ARTICLE →
Or you could be Brett Dalton, who does both “the sight of fair weather” and “the sight of human entrails.”

Christian movies like to show “happy children or fair weather,” sometimes far too often. (And moments of suffering are too often easily resolved.) But these things are also realistic. We don’t need to see things like “the sight of human entrails” to see what Reality truly is.

2. ‘This story is bad because it doesn’t show what I think Christianity is.’

Some reviewers seem to dismiss Christian movies because they don’t show a certain real-world or else idealistic picture of the Christian faith that the reviewer would prefer to see.

For example, AV Club’s Jesse Hassenger opined that Gavin Stone’s title character “starts helping out at a church so mega that no one goes up for communion—it’s passed around as congregants stay in their seats.” But it’s not only megachurches that pass the Lord’s Supper elements in trays. With one Methodist exception, every church I’ve attended, big and small, distributed communion this way—Missionary Alliance, Presbyterian, Baptist, and more.

AIM →
Answer these questions from the article on reviews of Christian movies:
1. Which actor is described as doing both "the sight of fair weather" and "the sight of human entrails"?
2. Which AV Club reviewer commented on the church in Gavin Stone?
3. Among the churches the writer has attended, which denomination was the exception to passing communion in trays?

EXTRACTED ENTRIES →
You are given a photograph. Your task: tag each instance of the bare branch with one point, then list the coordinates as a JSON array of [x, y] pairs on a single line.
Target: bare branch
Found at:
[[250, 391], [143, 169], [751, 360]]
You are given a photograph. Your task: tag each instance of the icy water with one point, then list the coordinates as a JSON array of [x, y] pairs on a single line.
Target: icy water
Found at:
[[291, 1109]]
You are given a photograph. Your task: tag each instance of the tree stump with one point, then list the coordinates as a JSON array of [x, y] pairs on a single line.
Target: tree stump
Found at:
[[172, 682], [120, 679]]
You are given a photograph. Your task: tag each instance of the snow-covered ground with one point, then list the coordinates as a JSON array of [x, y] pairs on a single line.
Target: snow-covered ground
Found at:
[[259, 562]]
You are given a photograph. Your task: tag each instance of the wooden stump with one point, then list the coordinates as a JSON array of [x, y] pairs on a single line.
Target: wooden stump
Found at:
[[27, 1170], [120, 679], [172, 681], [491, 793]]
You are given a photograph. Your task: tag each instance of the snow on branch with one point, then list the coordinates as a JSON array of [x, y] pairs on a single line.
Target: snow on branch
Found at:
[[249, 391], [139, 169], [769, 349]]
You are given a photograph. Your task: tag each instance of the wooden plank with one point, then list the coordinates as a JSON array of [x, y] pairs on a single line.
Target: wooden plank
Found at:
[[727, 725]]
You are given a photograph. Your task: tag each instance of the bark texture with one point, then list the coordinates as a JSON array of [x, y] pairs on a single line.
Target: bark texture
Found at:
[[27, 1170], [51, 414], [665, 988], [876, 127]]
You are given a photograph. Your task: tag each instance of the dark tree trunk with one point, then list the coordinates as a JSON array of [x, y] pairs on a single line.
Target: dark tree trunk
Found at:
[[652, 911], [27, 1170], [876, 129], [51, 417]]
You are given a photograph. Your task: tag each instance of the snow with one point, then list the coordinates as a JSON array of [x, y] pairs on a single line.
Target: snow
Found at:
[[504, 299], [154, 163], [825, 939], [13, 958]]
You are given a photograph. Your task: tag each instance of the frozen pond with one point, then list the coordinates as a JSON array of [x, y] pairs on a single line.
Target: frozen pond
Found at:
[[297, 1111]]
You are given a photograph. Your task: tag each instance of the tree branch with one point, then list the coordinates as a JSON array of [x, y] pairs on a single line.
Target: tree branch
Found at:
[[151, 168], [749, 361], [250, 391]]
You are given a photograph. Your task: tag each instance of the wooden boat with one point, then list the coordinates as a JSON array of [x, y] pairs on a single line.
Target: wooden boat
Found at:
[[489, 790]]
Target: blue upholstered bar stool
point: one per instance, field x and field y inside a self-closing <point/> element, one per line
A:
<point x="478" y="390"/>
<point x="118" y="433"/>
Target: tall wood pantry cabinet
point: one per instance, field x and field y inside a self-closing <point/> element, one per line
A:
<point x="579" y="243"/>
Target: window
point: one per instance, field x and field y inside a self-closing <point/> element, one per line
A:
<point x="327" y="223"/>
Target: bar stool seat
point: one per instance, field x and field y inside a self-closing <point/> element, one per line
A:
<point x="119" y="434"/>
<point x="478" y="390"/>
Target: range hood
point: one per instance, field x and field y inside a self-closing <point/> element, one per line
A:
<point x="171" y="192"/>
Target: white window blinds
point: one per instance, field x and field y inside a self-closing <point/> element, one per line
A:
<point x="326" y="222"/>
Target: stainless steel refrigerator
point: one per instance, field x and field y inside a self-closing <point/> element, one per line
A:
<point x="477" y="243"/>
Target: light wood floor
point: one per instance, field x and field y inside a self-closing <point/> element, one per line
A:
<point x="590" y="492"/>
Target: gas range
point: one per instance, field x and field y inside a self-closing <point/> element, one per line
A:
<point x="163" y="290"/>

THE RESPONSE →
1. Brett Dalton
2. Jesse Hassenger
3. Methodist